## AUFGABENBESCHREIBUNG:
Setze den Textauszug über das Spiel Miitopia im selben Stil fort, beginnend nach seinem letzten Satz.

## TEXTAUSZUG:
********

Wer wird denn gleich sein Gesicht verlieren?
Der Grund für das Abenteuer ist schnell aufgedröselt: Der dunkle Fürst treibt im Lande Miitopia Schabernack und raubt unschuldigen Miis ihre Gesichter, die prompt auf herumstreunenden und nun aggressiven Monstern landen. Warum er das tut, ist erst einmal zweitrangig – viel wichtiger ist, dass wir ihm schleunigst das Handwerk legen und dabei möglichst viele Gesichter retten! Unsere Jagd beginnt in der Stadt Anfangs, genauer gesagt sogar einige Momente vor dem Überfall des finsteren Herrschers. Der Frieden hält natürlich nicht sonderlich lang und so finden wir uns auch in Windeseile auf der Suche nach gestohlenen Gesichtern wieder.
Unseren Haupthelden und seine nach und nach hinzustoßenden Gefährten erstellen wir dabei komplett selbst. Der gesamte Mii-Editor ist natürlich mit am Start, ihr könnt aber auch im Mii-Maker gespeicherte Schöpfungen oder die Bewohner eurer Tomodachi Life-Insel mitnehmen. Wer weitaus weniger kreativ ist, darf alternativ auf Importe per QR-Code oder gar zufällig ausgewählte Miis aus der Online-Datenbank zugreifen. Der Clou dabei übrigens: Viele der Nebenrollen werden standardmäßig aus eben solchen Zufalls-Miis anderer Nutzer besetzt. So turtelten in unserem Fall etwa die hylianische Prinzessin Zelda und der außerirdische Katzen-Gourmet Alf als verliebte Bürger in Anfangs herum. Sollten euch die Besetzungen nicht gefallen, könnt ihr sie aber recht unkompliziert über das Rollen-Menü anpassen. Wichtige Charaktere, wie das Königshaus von Anfangs, lässt euch das Spiel hingegen direkt selbst bestimmen. Ein schöner Touch, der die an sich simple Geschichte trotz mangelndem Einfluss auf die eigentlichen Dialoge glatt ein Stück persönlicher wirken lässt.

********

## EXTRAHIERTE INFORMATIONEN:
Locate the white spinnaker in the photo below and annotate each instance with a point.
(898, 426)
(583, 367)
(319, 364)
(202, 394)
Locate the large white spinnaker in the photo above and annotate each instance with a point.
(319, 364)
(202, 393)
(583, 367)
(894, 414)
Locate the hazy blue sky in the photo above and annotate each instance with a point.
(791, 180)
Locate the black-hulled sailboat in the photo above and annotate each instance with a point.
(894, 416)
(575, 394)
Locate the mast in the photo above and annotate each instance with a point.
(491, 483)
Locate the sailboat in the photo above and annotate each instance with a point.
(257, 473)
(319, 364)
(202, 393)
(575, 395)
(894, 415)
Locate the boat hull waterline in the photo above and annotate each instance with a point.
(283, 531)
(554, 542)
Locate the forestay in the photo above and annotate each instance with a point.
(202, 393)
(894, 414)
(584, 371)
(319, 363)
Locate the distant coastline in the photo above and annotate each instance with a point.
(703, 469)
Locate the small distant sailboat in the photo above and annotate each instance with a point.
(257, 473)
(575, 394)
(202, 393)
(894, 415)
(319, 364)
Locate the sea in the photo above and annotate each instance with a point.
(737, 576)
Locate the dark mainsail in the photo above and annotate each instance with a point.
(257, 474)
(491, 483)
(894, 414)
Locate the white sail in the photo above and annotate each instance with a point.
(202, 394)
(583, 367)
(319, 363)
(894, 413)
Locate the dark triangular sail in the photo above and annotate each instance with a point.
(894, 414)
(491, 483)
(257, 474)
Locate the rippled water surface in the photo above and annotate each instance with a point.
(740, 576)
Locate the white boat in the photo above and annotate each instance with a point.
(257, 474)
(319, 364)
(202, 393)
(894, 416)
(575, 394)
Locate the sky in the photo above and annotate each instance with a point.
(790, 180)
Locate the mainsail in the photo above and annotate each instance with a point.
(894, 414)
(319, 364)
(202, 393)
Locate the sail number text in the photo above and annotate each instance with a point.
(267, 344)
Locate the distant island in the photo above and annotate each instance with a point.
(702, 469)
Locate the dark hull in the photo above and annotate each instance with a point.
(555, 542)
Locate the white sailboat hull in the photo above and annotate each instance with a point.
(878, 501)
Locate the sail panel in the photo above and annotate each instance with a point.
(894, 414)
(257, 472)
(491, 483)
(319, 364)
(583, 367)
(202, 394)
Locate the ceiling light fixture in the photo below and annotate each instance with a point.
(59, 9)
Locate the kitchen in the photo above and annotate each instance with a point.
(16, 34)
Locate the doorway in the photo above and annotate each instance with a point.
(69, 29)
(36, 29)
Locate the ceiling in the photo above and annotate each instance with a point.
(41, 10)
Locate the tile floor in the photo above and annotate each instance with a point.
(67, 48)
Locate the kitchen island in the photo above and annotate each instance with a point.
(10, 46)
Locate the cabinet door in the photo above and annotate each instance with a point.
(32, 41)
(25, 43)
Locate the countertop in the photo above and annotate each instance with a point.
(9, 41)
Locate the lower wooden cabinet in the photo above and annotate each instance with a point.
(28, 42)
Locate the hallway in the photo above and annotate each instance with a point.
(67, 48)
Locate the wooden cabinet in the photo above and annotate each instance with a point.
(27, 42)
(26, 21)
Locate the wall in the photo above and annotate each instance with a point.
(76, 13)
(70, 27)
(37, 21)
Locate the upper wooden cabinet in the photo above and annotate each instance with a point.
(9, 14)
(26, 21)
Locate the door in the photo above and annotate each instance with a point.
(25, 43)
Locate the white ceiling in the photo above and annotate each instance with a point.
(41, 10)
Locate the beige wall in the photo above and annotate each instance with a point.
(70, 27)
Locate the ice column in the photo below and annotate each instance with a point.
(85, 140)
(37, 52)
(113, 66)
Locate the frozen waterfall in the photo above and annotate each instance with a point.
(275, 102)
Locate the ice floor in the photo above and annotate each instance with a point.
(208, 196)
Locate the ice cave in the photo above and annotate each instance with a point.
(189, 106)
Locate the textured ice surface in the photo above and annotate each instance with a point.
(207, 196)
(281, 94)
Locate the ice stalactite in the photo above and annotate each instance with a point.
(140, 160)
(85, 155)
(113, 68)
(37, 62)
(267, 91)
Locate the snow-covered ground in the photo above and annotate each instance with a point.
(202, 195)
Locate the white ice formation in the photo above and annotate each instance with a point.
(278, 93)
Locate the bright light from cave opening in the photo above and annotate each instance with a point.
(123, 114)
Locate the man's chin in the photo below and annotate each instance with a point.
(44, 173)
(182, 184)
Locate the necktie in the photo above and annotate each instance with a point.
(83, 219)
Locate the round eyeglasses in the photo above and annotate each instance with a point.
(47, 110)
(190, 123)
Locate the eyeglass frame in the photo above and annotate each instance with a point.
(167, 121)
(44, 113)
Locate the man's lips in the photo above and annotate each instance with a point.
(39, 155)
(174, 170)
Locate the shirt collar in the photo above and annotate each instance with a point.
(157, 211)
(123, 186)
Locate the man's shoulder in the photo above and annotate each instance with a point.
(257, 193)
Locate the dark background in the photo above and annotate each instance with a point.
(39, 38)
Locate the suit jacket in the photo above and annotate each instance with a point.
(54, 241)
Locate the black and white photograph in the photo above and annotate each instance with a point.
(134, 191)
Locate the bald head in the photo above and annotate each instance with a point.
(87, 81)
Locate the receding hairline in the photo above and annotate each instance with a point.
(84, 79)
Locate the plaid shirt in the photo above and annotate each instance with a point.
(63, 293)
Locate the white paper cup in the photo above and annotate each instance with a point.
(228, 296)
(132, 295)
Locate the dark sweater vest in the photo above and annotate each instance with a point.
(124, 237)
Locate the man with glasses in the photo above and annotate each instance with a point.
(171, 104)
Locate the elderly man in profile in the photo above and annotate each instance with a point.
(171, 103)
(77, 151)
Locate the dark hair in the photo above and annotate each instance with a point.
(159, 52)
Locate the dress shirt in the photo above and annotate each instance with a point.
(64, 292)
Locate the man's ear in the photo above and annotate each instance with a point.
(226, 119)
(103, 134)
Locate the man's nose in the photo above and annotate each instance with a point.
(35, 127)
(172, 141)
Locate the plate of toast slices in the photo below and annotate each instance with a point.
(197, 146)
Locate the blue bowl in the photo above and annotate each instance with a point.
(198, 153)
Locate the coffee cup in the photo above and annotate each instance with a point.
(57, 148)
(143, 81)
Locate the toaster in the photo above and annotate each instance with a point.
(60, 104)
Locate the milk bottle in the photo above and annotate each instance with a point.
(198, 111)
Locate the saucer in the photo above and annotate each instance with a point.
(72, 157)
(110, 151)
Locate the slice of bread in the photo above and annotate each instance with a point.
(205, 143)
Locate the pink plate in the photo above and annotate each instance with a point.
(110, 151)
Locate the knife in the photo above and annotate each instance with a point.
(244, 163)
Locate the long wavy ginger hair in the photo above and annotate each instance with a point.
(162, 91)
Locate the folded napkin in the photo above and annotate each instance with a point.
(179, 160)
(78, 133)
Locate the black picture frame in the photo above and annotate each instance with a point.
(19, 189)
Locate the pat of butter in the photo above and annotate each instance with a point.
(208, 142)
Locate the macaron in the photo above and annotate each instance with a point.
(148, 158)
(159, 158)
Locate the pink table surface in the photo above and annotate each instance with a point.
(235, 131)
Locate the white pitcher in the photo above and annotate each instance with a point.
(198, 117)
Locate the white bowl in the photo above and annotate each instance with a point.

********

## ERGEBNIS:
Entdecke die Blume in dir!
Während Nebenfiguren und Statisten nur in Sachen Optik umgebaut werden können, geht die Erstellung eurer Kampfgemeinschaft natürlich etwas tiefer. So gehört nebst Aussehen und Namen auch die Persönlichkeit und Charakterklasse zum Mii-Steckbrief. Ganz gemäß der schrägen Aufmachung von Miitopia finden sich unter den ausübbaren Berufen nicht nur Klassiker wie Krieger, Priester und Magier, sondern auch Sonderlinge der Marke Popstar, Katze oder Pflanze. Einige der Klassen werden jedoch erst im fortschreitenden Spiel verfügbar. Die Persönlichkeit eurer Helden sollte zudem auch nicht unterschätzt werden. Je nachdem, wie sie drauf sind, können sie nämlich zufällig mal mehr, mal weniger hilfreiche Manöver ausführen. So lassen nette Miis angeschlagene Monster gnädig entkommen, während vorsichtige Naturen sich entschlossen hinter ihren Kameraden verstecken und diese den Schaden abfangen lassen.
Womit wir zum eigentlichen Spielfortschritt und dem Kampfsystem kommen – und genau da liegt der Hund begraben. Wer sich hier ein vollwertiges Rollenspiel mit ausgiebigen Erkundungstrips, spannenden Kämpfen und trickreichen oder zumindest interessanten Dungeons erhofft, der wird maßlos enttäuscht. Stattdessen schleift ihr euch auf der Weltkarte von Markerpunkt zu Markerpunkt und schaut euren Miis beim vollautomatischen Wandern zu. Alle paar Meter erfolgt ein kleines Ereignis, bei dem es sich in der Regel um Kämpfe oder Schatzkisten handelt. Gelegentliche Abzweigungen, Nonsens-Unterhaltungen oder andere Albernheiten sollen für Abwechslung sorgen, die Dialoge fallen dabei aber nie wirklich so abstrus komisch aus, wie es in Tomodachi Life der Fall ist. Damit wird die Reise sehr schnell zu einer eintönigen Warterei, die sich immerhin durch Gedrückhtalten der B-Taste beschleunigen lässt.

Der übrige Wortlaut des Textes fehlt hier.